# WHAT THIS TASK INVOLVES
Express the lines from the one containing "Can you see the lit candle" through the one containing "column 583, row 36", both included, as a JSON list of strings with one string per line and blank lines omitted.
::::::::
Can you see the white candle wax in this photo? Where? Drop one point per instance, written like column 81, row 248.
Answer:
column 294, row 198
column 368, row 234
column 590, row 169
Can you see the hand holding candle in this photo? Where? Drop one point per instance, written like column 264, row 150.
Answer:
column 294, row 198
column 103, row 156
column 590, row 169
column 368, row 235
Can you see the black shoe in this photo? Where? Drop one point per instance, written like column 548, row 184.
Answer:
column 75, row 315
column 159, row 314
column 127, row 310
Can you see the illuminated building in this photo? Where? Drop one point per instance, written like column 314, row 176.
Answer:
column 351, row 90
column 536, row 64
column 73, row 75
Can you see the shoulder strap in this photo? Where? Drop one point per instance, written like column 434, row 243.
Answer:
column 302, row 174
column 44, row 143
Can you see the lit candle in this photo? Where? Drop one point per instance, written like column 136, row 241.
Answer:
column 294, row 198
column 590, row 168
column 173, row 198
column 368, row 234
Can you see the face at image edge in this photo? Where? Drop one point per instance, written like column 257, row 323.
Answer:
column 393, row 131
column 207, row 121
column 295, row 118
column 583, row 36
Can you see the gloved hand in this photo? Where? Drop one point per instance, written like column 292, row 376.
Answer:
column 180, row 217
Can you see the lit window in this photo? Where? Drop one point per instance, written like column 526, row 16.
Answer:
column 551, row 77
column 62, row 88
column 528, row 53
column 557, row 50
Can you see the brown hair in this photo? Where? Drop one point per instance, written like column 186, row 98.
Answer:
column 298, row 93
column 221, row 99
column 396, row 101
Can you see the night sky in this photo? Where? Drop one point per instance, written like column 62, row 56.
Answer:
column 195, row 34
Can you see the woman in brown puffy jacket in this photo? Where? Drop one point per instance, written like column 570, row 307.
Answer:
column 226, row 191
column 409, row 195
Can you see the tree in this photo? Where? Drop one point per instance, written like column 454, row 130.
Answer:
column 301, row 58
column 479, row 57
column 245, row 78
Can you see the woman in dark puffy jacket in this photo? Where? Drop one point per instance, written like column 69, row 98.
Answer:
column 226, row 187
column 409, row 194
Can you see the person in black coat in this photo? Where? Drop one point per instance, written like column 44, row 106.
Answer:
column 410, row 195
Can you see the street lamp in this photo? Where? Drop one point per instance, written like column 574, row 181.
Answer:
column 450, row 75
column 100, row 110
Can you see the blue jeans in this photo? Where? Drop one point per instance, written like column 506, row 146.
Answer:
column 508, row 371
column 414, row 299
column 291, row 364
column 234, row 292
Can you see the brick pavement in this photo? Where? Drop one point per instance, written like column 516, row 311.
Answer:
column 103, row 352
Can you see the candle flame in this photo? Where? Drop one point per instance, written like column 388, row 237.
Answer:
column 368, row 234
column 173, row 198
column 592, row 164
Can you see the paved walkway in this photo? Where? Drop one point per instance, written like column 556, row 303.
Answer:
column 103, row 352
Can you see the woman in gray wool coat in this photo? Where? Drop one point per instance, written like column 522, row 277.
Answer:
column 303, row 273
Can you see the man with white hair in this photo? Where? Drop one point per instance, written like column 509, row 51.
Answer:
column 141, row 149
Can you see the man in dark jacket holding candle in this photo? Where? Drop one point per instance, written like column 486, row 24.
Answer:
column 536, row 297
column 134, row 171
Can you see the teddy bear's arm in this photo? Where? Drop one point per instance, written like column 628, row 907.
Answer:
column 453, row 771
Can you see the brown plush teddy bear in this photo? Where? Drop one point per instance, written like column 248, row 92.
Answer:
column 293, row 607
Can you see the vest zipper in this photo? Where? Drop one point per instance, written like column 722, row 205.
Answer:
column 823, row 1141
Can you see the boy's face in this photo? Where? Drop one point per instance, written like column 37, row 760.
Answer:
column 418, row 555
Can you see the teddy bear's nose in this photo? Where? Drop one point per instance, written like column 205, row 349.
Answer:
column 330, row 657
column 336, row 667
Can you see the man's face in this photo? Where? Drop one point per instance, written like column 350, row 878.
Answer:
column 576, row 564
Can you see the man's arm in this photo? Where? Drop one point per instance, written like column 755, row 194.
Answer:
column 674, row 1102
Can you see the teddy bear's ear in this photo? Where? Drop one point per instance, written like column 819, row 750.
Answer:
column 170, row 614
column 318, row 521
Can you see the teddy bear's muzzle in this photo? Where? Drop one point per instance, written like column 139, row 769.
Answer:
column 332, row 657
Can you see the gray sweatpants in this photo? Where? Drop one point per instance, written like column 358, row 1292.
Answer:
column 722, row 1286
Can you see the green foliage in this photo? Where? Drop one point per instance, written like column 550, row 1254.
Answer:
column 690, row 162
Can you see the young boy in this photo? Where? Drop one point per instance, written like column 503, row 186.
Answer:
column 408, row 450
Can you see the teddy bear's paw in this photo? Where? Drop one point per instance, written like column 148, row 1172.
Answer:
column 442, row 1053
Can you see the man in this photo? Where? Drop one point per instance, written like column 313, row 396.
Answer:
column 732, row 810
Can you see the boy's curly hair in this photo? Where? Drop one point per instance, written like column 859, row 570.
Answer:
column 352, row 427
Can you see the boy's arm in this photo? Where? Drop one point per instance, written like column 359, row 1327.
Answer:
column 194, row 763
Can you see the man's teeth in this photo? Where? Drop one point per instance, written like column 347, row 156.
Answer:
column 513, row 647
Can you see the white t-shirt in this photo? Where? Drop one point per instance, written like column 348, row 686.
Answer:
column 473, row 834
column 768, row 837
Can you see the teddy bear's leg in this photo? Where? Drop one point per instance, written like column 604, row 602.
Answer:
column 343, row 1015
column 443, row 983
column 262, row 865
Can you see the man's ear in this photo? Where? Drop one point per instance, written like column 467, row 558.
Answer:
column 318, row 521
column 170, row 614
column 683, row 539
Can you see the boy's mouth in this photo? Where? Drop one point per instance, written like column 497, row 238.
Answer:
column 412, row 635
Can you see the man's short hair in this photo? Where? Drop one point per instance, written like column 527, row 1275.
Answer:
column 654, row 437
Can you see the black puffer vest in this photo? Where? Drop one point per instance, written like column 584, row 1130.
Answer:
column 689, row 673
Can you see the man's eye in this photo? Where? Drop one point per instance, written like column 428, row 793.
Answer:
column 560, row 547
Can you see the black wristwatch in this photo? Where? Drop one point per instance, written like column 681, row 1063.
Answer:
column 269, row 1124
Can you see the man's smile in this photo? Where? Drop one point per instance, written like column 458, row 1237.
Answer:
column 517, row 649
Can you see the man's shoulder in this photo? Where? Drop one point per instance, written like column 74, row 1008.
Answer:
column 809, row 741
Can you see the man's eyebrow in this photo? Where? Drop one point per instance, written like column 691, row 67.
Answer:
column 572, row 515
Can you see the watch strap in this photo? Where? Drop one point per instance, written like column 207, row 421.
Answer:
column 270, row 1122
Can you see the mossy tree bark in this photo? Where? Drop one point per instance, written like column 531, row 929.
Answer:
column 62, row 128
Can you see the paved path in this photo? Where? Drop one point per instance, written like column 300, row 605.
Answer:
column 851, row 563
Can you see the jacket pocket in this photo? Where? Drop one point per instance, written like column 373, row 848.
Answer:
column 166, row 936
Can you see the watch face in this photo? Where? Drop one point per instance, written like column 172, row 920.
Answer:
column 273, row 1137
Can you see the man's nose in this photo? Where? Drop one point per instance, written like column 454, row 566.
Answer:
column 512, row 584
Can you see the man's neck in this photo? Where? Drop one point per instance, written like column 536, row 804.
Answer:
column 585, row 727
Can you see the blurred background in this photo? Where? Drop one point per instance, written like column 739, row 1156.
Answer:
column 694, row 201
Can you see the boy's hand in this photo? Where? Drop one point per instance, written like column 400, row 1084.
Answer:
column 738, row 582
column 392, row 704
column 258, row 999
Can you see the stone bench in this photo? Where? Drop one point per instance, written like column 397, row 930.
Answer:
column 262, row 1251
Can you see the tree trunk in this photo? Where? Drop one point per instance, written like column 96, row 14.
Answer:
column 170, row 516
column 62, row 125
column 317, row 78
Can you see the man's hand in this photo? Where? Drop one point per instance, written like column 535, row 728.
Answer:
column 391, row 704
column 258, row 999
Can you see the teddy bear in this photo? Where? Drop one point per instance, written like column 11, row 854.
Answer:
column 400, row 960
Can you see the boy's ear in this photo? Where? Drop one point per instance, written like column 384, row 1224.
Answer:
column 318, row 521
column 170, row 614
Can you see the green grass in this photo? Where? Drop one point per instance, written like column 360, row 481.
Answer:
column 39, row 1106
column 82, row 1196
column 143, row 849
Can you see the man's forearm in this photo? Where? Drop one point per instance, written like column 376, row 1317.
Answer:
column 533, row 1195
::::::::
# ANSWER TO THIS EXERCISE
[
  "Can you see the lit candle in this photo? Where? Drop one point per instance, written like column 136, row 241.",
  "Answer:",
  "column 294, row 198",
  "column 590, row 168",
  "column 173, row 198",
  "column 368, row 234",
  "Can you see the face at image edge in this photo? Where? Drop one point per instance, written like column 257, row 323.",
  "Answer:",
  "column 393, row 131",
  "column 207, row 121",
  "column 295, row 118",
  "column 583, row 36"
]